+++ SUPPLIED RECORDS +++

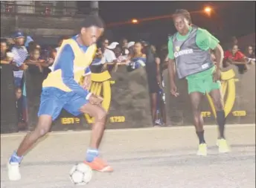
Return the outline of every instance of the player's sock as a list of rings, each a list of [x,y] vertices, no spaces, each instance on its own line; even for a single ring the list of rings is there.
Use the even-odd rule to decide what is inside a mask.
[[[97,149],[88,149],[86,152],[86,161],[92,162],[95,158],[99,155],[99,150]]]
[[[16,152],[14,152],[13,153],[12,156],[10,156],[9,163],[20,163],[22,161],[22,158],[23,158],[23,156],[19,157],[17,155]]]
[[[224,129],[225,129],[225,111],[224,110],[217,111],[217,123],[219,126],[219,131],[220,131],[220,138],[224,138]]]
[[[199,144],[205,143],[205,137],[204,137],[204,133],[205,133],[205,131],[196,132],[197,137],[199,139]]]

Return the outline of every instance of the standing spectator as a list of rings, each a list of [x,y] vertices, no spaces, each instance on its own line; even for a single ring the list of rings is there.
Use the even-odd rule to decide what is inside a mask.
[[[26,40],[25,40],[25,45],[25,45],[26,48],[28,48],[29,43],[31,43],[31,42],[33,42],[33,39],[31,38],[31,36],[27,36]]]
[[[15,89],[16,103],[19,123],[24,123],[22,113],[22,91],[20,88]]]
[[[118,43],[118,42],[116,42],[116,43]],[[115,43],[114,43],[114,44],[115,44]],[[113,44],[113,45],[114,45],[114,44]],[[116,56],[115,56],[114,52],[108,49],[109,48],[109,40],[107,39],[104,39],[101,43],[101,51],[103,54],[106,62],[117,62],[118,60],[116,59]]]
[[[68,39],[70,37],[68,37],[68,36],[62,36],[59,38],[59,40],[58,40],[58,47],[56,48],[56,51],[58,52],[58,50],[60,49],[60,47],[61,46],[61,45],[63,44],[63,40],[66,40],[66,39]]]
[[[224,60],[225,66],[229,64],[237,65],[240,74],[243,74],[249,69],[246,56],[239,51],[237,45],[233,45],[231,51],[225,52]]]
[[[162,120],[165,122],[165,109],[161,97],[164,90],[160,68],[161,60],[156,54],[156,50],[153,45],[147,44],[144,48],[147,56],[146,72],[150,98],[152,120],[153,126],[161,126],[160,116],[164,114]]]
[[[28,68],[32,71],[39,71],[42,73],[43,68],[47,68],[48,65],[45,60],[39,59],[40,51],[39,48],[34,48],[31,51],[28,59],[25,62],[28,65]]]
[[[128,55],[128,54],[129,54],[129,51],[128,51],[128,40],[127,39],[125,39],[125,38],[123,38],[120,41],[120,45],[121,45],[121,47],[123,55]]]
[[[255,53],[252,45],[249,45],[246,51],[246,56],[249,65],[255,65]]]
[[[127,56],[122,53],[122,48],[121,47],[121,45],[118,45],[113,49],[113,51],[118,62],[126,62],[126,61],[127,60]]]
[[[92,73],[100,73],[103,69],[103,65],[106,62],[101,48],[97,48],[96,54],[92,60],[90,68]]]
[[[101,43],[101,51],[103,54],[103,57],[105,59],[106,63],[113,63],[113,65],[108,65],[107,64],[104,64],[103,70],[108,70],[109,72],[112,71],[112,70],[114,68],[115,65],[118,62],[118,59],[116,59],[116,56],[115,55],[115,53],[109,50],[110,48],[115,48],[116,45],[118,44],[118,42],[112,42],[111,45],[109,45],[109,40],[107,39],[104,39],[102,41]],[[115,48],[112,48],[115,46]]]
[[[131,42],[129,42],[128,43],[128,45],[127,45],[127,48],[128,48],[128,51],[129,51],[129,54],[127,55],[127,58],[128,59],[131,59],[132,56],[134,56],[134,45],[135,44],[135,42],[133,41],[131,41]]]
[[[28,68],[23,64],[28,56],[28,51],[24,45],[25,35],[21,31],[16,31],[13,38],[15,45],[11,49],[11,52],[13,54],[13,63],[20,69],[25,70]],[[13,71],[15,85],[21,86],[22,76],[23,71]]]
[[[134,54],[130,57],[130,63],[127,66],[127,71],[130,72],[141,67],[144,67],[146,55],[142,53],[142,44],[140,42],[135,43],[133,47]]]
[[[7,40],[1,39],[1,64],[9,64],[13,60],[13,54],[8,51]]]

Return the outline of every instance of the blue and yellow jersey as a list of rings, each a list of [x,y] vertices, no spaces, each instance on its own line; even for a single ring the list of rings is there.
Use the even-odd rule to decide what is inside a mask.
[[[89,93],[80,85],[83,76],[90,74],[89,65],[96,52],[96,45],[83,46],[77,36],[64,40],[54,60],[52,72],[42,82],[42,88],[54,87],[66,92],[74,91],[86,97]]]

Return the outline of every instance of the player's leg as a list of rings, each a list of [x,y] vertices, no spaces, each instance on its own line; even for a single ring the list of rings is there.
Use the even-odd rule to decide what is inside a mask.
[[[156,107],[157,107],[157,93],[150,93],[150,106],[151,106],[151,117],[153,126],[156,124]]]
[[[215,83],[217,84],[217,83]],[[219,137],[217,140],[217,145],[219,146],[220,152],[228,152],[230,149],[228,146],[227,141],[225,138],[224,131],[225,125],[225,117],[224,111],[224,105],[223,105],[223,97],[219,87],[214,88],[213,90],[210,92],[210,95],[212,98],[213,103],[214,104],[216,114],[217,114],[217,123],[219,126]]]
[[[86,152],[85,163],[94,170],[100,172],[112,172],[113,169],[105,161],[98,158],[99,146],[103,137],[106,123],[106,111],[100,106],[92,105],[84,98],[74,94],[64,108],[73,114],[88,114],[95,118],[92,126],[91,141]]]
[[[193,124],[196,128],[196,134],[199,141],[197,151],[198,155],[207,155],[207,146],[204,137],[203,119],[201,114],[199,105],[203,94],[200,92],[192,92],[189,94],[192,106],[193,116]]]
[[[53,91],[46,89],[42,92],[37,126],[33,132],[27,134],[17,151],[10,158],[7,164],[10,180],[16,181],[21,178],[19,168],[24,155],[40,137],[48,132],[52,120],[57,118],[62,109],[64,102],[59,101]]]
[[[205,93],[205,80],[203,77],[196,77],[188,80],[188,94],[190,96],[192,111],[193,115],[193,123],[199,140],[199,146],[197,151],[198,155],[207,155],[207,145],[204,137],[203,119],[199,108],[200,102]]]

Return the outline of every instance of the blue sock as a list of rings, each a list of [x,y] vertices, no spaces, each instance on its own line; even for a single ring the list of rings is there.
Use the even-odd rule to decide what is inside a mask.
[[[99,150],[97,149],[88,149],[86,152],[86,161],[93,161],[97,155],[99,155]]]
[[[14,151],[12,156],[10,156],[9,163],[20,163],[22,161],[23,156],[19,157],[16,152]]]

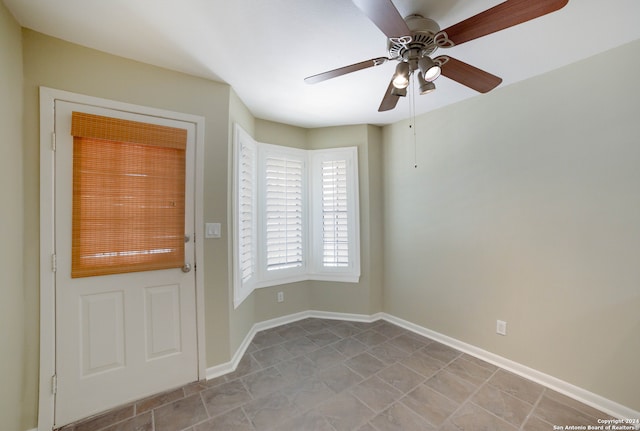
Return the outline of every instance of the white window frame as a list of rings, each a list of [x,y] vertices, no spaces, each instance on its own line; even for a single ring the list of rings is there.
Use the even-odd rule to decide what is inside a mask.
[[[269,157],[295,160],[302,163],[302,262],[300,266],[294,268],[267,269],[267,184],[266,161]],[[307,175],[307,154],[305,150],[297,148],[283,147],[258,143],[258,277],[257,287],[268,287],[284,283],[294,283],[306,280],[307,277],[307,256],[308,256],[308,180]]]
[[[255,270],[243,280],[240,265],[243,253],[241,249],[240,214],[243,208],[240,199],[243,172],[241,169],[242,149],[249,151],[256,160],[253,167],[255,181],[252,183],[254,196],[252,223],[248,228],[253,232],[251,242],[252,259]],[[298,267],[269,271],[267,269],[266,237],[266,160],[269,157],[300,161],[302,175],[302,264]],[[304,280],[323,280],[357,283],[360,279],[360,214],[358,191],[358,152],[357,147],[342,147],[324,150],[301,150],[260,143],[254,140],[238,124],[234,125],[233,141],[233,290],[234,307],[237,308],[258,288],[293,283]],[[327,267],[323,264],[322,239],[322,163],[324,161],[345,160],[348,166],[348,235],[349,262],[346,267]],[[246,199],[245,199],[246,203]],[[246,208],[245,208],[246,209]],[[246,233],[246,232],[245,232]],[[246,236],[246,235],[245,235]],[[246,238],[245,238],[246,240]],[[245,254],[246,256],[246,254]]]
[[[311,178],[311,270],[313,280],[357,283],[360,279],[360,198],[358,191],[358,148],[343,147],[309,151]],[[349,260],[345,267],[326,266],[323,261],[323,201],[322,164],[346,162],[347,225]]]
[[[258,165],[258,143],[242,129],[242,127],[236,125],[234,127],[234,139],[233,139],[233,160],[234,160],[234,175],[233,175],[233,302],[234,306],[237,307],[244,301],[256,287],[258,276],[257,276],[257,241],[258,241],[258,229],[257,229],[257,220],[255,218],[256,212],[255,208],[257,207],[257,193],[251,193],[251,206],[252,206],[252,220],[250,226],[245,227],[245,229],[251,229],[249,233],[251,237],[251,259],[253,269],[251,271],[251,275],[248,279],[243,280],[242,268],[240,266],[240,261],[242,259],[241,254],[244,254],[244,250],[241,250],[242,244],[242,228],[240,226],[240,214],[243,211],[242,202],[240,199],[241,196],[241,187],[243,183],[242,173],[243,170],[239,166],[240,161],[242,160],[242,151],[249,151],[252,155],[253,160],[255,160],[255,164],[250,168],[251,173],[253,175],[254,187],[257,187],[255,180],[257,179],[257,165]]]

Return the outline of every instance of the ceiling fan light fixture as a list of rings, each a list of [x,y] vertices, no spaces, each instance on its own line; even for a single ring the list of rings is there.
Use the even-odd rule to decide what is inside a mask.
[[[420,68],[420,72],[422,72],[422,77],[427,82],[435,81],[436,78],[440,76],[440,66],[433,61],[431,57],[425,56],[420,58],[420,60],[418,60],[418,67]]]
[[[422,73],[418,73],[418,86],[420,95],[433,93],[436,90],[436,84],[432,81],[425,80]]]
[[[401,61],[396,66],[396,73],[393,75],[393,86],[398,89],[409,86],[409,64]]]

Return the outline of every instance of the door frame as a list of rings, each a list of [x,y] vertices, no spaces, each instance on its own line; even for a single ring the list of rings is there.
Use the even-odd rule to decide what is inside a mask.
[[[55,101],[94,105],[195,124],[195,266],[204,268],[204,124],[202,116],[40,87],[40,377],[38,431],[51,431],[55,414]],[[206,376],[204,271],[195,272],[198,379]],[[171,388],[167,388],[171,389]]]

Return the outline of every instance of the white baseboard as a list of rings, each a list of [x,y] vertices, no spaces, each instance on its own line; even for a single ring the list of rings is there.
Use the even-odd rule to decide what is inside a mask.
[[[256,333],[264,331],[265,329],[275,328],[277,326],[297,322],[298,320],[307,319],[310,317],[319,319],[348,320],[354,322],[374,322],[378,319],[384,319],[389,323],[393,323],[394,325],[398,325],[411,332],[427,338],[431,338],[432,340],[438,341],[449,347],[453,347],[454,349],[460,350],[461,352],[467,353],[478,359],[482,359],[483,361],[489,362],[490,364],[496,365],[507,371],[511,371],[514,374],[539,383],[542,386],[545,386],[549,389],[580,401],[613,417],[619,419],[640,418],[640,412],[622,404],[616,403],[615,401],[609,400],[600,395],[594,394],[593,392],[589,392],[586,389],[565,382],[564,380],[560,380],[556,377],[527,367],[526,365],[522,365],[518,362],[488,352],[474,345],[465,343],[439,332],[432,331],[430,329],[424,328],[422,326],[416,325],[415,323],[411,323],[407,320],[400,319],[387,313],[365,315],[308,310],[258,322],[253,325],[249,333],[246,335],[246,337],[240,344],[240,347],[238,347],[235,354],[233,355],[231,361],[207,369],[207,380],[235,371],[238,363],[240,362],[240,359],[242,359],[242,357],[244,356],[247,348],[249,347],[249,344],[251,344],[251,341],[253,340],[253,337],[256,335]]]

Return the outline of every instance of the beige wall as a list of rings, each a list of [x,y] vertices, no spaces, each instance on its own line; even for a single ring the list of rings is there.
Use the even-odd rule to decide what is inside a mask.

+++

[EXERCISE DETAILS] Exactly and exclusively, repeat the lines from the line that contains "Return the outline of every instance of the beige" through the end of the records, both ends included.

[FULL ANSWER]
Return the outline of every instance of the beige wall as a list of rings, each a list of [x,y] vertices, no spaces, each instance on its own line; even for a single ring the list of rings is there.
Use the even-odd rule to decide what is inside a mask.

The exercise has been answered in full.